━━ INFORMATION SUPPLIED ━━
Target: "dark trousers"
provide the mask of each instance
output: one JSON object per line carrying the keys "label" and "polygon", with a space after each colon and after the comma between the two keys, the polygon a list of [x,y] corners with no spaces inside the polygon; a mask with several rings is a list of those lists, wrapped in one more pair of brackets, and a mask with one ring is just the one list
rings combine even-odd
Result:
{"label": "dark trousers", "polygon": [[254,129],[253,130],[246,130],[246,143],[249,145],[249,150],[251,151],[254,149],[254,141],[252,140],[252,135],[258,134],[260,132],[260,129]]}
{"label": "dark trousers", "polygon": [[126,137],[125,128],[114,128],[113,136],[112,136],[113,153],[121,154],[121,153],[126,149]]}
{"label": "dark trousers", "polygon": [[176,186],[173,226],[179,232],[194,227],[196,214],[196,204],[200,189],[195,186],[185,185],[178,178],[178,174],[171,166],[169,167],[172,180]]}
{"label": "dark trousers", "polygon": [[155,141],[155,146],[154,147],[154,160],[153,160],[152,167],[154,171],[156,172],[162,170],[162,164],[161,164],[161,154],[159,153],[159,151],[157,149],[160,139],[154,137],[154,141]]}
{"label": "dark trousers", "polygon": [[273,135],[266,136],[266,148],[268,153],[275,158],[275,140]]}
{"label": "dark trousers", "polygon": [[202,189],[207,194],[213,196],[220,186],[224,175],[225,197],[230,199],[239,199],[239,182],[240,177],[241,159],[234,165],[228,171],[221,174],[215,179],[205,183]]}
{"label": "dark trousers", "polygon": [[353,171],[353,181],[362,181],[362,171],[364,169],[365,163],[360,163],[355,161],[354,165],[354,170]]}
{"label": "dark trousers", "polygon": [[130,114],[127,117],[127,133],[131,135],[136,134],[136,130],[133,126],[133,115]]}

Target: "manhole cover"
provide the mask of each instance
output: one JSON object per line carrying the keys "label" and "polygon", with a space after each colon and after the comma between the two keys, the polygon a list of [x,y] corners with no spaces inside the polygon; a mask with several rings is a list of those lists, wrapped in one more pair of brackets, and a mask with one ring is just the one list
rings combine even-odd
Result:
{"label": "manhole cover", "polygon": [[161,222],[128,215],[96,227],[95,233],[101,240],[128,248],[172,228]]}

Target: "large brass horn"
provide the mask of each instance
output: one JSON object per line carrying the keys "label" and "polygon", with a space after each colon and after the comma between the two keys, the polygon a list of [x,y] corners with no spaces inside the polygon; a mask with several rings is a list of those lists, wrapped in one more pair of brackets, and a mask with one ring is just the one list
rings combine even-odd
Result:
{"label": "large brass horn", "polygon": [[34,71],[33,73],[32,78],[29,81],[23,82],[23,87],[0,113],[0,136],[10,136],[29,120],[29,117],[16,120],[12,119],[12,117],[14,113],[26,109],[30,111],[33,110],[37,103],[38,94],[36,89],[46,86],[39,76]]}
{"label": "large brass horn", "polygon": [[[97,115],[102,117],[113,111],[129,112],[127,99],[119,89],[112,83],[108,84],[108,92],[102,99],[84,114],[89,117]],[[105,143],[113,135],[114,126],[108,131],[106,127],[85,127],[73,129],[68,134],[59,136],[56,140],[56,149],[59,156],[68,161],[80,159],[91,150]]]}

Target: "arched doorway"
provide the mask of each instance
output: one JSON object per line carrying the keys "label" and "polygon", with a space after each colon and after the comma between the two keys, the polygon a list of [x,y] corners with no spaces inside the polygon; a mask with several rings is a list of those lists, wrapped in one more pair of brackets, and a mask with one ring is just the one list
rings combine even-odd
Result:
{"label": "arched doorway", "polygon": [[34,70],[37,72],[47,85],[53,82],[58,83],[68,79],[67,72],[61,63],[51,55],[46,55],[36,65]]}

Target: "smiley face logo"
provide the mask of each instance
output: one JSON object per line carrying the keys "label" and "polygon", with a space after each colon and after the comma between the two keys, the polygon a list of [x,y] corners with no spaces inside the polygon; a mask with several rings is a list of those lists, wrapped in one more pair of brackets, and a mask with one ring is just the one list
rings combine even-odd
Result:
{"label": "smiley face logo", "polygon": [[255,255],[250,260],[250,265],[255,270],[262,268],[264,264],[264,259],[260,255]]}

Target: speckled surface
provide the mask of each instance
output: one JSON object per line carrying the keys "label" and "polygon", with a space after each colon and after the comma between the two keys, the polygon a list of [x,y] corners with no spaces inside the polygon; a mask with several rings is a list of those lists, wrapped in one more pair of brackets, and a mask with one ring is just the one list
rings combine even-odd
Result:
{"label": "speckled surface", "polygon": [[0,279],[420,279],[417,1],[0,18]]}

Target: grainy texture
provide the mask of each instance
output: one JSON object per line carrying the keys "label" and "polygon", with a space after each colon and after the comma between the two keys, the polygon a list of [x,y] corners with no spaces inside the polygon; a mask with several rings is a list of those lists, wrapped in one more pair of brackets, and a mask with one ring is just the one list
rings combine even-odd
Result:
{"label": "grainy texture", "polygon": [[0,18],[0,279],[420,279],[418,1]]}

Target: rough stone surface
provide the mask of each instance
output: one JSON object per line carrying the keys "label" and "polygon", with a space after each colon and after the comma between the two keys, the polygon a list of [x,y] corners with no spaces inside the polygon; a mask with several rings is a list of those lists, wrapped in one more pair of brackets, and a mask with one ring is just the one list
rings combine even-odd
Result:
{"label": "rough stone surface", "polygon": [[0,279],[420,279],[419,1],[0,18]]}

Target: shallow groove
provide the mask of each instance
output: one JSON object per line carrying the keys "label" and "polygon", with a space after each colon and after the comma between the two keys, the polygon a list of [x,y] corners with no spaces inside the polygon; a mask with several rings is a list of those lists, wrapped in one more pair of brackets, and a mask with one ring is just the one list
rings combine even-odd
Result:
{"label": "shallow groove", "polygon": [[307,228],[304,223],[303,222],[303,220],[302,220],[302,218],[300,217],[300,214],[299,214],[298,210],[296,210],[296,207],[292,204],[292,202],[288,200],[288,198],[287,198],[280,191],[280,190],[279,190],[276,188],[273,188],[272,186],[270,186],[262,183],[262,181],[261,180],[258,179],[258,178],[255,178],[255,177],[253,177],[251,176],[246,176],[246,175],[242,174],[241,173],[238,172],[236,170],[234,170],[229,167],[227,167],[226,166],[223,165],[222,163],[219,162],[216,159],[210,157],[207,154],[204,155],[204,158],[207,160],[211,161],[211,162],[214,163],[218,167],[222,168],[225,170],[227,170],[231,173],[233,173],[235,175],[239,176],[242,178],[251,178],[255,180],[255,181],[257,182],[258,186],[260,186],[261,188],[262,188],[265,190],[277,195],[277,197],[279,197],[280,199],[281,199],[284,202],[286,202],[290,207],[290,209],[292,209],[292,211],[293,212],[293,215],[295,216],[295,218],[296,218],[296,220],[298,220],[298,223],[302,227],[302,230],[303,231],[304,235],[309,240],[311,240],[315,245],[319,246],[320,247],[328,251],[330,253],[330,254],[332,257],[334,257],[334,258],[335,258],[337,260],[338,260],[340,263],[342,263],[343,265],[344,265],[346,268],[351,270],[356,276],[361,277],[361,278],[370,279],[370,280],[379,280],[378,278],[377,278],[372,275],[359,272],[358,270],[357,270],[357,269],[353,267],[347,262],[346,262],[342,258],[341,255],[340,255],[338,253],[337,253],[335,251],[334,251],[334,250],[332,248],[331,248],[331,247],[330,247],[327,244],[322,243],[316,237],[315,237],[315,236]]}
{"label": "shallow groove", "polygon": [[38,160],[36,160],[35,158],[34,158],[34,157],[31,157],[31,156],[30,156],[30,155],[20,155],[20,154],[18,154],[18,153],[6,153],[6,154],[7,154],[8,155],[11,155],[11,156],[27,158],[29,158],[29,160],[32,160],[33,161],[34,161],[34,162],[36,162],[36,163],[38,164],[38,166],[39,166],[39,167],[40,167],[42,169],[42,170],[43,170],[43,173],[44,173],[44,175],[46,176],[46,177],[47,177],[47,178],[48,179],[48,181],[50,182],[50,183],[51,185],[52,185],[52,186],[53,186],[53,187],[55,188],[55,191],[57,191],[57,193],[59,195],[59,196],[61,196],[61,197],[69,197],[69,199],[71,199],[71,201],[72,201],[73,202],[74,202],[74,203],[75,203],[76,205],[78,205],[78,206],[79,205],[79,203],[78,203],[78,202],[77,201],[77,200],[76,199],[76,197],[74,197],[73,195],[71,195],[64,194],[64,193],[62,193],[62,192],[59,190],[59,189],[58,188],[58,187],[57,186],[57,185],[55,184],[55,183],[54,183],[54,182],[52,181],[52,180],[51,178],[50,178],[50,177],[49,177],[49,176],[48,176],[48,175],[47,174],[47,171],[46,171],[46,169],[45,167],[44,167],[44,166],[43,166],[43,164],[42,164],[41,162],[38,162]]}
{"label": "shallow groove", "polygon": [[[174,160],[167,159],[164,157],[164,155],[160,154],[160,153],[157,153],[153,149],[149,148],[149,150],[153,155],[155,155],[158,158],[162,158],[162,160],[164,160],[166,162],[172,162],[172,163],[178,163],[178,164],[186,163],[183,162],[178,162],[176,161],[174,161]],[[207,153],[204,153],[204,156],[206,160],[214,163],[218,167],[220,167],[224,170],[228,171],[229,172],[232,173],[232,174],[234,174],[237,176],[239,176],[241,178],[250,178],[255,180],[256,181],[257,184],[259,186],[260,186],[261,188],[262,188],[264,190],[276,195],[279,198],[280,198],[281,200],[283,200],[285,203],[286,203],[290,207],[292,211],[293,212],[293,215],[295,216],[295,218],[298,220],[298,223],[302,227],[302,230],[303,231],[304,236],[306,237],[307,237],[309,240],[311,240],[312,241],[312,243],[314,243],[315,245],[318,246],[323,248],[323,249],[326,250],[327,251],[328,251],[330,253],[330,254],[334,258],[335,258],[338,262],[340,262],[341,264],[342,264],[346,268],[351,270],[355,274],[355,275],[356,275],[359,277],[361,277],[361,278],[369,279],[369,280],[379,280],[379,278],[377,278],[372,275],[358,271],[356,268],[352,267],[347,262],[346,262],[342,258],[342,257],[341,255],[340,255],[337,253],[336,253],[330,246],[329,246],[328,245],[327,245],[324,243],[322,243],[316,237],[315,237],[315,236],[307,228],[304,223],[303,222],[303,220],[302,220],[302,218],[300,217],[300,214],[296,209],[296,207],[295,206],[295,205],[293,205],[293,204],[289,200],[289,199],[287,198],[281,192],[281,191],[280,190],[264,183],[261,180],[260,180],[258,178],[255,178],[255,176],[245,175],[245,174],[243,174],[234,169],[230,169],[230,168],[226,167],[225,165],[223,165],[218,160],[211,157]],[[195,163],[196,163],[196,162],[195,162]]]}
━━━
* **WHAT YOU NEED TO DO**
Please return every line of the items above that contains the string "surface", matching case exactly.

* **FINAL RESULT**
Target: speckled surface
{"label": "speckled surface", "polygon": [[0,279],[420,279],[417,1],[0,18]]}
Target: rough stone surface
{"label": "rough stone surface", "polygon": [[0,279],[420,279],[419,1],[0,18]]}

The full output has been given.